=== Begin Enclosure ===
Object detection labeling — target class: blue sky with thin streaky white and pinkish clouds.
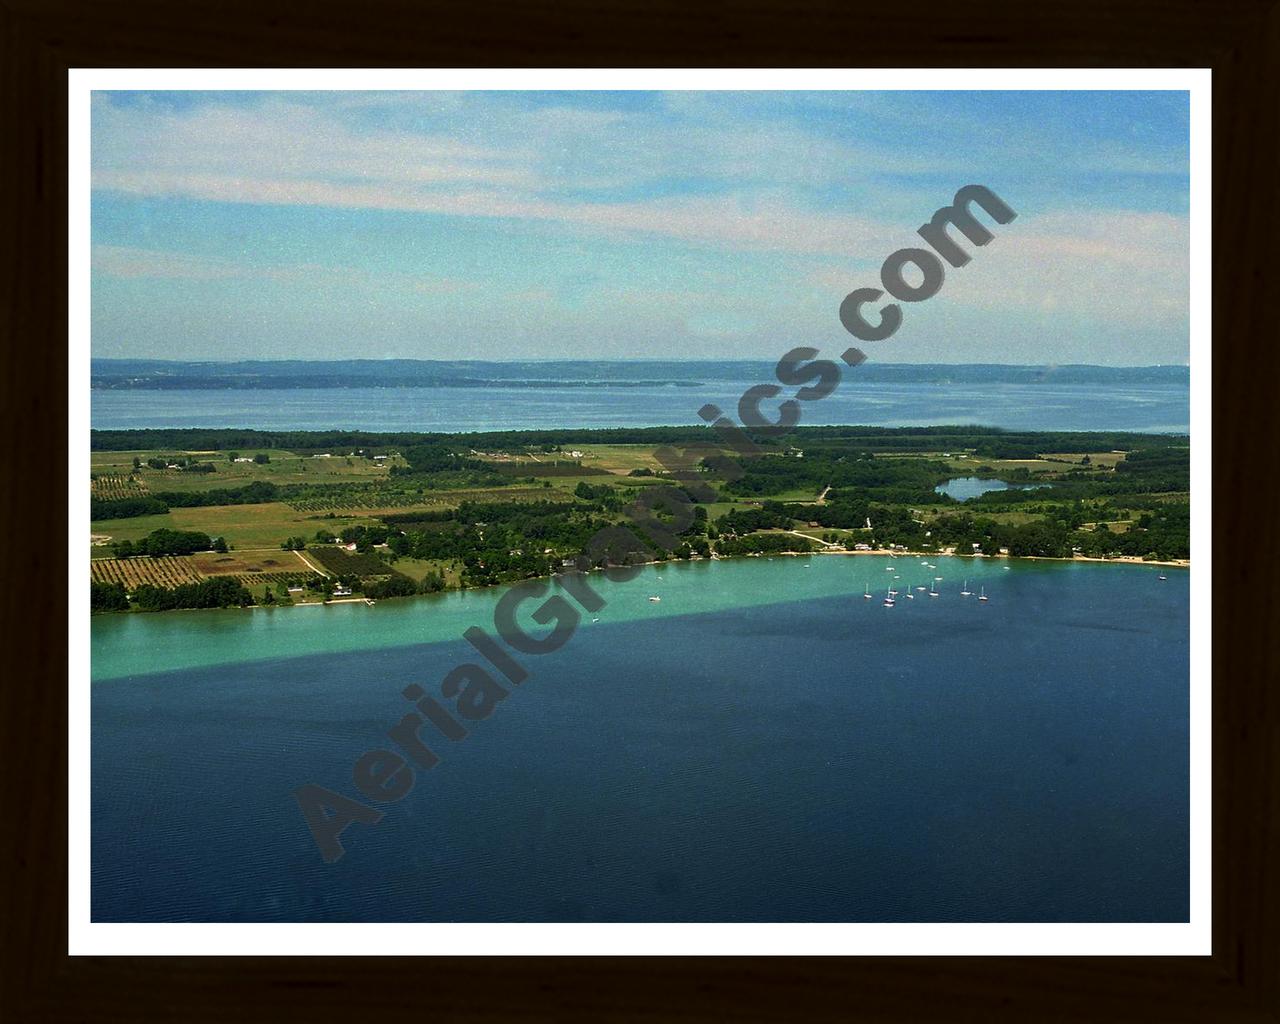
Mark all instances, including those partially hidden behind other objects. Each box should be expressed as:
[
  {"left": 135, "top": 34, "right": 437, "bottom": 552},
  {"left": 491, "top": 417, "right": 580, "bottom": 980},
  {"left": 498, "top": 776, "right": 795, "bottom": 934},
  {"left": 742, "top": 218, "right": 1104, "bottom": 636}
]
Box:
[{"left": 91, "top": 91, "right": 1189, "bottom": 366}]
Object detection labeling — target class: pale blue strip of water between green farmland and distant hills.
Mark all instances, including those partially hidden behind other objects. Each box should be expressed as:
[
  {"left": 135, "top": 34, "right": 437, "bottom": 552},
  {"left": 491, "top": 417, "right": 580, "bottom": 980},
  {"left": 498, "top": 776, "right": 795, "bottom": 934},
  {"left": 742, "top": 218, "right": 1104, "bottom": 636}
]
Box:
[{"left": 92, "top": 378, "right": 1190, "bottom": 434}]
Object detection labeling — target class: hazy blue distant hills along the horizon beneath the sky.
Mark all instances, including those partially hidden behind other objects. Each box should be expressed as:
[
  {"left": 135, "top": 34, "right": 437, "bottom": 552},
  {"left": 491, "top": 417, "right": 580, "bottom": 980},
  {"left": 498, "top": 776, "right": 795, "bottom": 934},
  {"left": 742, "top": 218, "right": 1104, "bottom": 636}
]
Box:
[{"left": 91, "top": 360, "right": 1190, "bottom": 390}]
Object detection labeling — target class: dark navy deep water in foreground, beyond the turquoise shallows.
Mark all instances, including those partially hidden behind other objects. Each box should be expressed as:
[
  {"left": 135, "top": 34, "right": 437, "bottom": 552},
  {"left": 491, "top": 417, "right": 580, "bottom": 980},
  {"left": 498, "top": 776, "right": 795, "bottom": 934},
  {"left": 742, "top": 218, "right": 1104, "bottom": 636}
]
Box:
[{"left": 92, "top": 558, "right": 1189, "bottom": 922}]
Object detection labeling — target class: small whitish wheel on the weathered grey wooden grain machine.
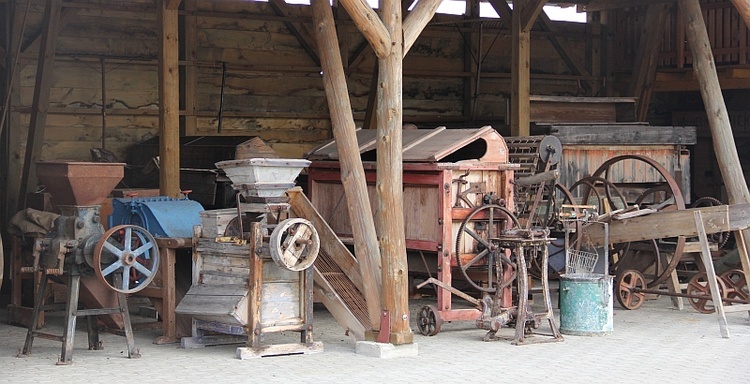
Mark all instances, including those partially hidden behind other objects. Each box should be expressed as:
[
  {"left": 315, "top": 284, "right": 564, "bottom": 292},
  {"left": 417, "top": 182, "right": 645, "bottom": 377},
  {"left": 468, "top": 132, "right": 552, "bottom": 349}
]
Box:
[{"left": 268, "top": 218, "right": 320, "bottom": 272}]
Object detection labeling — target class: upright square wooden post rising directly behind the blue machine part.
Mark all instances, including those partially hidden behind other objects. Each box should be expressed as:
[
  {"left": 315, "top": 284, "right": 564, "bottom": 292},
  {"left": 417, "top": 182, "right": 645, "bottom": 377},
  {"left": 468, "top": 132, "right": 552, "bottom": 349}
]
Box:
[{"left": 158, "top": 0, "right": 180, "bottom": 197}]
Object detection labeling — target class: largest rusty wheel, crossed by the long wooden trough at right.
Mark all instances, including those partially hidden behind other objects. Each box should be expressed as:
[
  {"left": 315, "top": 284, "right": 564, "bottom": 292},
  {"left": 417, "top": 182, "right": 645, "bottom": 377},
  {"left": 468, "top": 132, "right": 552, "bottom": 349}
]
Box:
[{"left": 592, "top": 155, "right": 685, "bottom": 288}]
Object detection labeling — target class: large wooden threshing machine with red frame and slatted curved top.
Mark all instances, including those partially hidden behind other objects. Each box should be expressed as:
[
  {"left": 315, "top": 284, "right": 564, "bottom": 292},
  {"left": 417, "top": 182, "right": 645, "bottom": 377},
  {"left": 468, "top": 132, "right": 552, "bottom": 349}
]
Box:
[{"left": 307, "top": 126, "right": 519, "bottom": 334}]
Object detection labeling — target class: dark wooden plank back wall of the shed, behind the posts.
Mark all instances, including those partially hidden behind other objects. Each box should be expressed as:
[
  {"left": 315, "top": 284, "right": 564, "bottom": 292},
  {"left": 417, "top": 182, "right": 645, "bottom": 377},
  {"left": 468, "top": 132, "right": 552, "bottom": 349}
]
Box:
[{"left": 0, "top": 0, "right": 587, "bottom": 167}]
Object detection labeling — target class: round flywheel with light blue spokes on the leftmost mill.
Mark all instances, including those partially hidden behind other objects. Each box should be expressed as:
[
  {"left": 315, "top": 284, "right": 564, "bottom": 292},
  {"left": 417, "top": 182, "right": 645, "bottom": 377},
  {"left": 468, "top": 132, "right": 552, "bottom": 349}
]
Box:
[{"left": 92, "top": 224, "right": 159, "bottom": 293}]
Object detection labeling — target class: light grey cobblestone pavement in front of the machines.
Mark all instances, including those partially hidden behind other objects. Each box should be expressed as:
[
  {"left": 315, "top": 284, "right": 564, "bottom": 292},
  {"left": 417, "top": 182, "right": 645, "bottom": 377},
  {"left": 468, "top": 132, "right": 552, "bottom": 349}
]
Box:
[{"left": 0, "top": 297, "right": 750, "bottom": 384}]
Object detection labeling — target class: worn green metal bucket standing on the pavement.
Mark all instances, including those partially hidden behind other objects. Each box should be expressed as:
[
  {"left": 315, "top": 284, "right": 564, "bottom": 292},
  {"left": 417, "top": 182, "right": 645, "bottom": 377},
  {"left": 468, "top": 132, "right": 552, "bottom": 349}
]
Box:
[{"left": 560, "top": 273, "right": 613, "bottom": 336}]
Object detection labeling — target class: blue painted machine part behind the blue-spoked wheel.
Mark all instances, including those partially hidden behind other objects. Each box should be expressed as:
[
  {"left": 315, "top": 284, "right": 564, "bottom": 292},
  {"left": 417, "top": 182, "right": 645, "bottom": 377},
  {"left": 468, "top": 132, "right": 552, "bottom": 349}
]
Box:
[{"left": 109, "top": 196, "right": 203, "bottom": 238}]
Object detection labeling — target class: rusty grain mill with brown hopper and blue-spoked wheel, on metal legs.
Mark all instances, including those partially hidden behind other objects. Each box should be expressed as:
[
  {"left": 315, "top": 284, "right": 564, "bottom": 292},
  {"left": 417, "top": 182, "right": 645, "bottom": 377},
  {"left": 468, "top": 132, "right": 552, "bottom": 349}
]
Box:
[{"left": 22, "top": 161, "right": 159, "bottom": 364}]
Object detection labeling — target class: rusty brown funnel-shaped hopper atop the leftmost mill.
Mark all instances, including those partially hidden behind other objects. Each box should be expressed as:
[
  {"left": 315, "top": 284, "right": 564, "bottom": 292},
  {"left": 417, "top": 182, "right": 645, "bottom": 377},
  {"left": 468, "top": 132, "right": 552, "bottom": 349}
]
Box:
[{"left": 36, "top": 161, "right": 125, "bottom": 206}]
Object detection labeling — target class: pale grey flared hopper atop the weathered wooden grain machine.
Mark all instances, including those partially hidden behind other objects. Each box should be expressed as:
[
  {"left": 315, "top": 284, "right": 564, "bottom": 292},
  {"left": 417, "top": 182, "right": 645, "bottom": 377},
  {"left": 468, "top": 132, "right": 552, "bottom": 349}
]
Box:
[{"left": 216, "top": 158, "right": 310, "bottom": 197}]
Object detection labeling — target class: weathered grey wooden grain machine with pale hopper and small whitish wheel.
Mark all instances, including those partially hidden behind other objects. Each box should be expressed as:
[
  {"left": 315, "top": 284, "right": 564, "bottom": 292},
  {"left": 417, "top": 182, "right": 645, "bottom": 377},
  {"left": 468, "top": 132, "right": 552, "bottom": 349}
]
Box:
[{"left": 175, "top": 158, "right": 322, "bottom": 359}]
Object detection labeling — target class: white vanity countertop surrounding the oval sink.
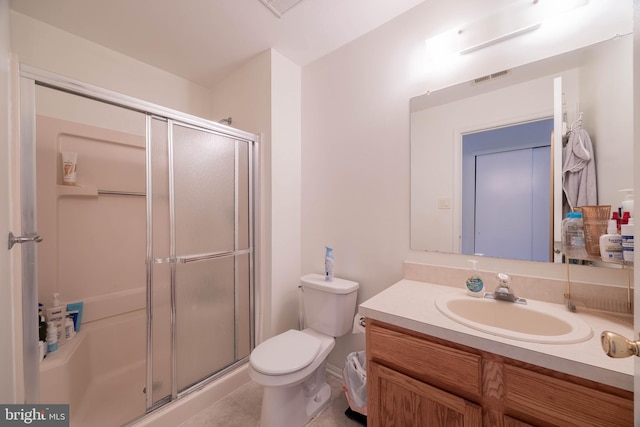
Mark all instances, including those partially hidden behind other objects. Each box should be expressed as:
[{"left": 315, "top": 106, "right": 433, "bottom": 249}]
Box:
[{"left": 359, "top": 280, "right": 634, "bottom": 391}]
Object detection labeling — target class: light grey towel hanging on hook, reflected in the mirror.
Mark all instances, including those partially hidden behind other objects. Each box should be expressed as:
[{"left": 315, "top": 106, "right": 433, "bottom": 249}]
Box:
[{"left": 562, "top": 128, "right": 598, "bottom": 210}]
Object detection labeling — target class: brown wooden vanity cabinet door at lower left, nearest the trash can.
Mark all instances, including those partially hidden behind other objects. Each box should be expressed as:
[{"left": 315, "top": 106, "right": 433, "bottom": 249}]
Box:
[{"left": 367, "top": 362, "right": 482, "bottom": 427}]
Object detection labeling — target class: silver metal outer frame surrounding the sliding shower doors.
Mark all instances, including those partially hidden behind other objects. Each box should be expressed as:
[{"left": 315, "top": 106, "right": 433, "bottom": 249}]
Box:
[{"left": 15, "top": 64, "right": 255, "bottom": 411}]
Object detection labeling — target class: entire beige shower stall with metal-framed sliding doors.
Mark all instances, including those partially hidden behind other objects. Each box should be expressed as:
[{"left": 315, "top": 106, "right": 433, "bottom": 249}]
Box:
[{"left": 20, "top": 66, "right": 258, "bottom": 426}]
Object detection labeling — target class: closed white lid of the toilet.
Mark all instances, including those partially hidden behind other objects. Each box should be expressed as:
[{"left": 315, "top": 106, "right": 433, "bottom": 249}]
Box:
[{"left": 249, "top": 329, "right": 321, "bottom": 375}]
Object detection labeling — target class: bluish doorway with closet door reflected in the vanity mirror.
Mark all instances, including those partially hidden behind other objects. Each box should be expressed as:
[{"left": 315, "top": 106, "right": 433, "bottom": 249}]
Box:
[{"left": 462, "top": 119, "right": 553, "bottom": 261}]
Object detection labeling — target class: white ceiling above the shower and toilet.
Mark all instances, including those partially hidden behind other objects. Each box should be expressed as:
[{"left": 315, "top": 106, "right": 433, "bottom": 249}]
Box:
[{"left": 11, "top": 0, "right": 424, "bottom": 86}]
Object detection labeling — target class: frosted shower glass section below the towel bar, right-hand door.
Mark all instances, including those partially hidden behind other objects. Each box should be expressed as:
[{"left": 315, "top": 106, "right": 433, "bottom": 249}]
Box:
[{"left": 176, "top": 257, "right": 235, "bottom": 390}]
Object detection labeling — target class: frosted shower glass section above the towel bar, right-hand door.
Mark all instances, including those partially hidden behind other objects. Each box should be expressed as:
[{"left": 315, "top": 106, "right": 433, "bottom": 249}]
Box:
[{"left": 173, "top": 125, "right": 235, "bottom": 256}]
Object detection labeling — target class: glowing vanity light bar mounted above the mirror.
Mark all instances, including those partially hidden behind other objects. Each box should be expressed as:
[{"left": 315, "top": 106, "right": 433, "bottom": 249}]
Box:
[{"left": 426, "top": 0, "right": 589, "bottom": 59}]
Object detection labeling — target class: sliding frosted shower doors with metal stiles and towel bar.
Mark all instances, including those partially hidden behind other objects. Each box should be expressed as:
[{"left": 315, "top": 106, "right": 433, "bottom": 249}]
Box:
[{"left": 150, "top": 118, "right": 252, "bottom": 404}]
=== End Enclosure ===
**Problem description**: Look for the string "brown" in the records, and copy every line where it is found.

**Solution**:
Object detection labeling — target class: rusty grain mill with brown hopper and blue-spoked wheel, on metal legs.
Object detection labeling — target class: rusty brown funnel-shaped hopper atop the leftmost mill.
Object detection labeling — target class: brown wooden vanity cabinet door at lower left, nearest the trash can.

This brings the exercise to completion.